Short exercise:
Please pull the lines of the records below out word for word, leaving out the pictures.

(Excerpts from annotation records)
+++
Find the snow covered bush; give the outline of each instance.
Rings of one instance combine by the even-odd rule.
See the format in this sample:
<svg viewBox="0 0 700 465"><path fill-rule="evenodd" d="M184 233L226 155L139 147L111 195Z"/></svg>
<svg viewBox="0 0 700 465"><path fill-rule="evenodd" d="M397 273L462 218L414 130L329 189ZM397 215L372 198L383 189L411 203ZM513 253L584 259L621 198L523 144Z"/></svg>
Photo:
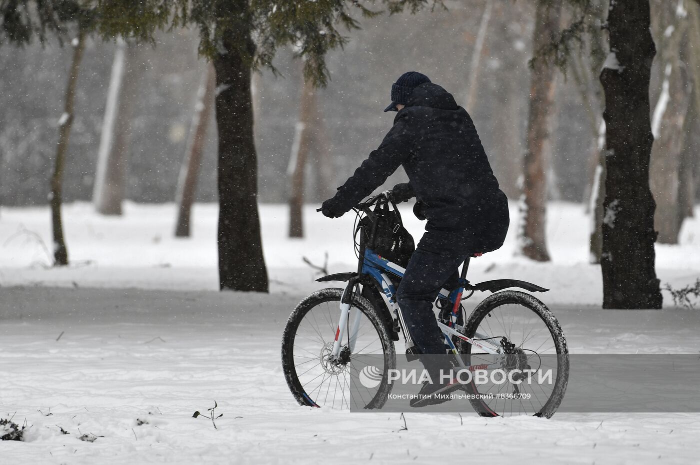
+++
Response to the exercise:
Find the snow covered bush; give the outline of each instance.
Rings of one instance combine by the even-odd rule.
See the format in this sample:
<svg viewBox="0 0 700 465"><path fill-rule="evenodd" d="M184 233L226 155L139 147L111 195Z"/></svg>
<svg viewBox="0 0 700 465"><path fill-rule="evenodd" d="M397 273L462 218L414 130L329 189ZM397 215L372 198L383 189L411 203ZM513 253L584 259L621 198L523 144Z"/></svg>
Photo:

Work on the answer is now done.